从下面的记录中选出所有含有字符串“target”的行，逐行照抄。匹配时区分大小写。

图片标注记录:
________
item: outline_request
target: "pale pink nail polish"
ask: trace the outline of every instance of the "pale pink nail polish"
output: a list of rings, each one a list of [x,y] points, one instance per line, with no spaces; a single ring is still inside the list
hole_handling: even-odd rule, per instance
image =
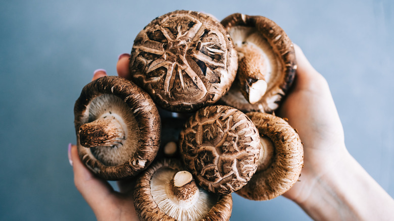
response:
[[[94,75],[96,74],[96,73],[98,72],[99,71],[103,71],[105,73],[107,73],[107,71],[106,71],[104,69],[97,69],[96,70],[94,71],[94,72],[93,72],[93,76],[94,76]]]
[[[118,57],[118,61],[120,60],[120,59],[124,57],[127,57],[128,58],[130,58],[130,54],[128,54],[127,53],[122,53],[122,54],[120,55],[119,57]]]
[[[71,143],[70,143],[68,144],[68,161],[70,162],[70,165],[71,165],[71,166],[73,165],[73,160],[71,159]]]

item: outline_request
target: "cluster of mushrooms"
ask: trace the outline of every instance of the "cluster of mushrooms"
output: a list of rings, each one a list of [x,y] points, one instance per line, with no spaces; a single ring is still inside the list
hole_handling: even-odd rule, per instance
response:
________
本题解答:
target: "pale pink nail polish"
target: "cluster of mushrooms"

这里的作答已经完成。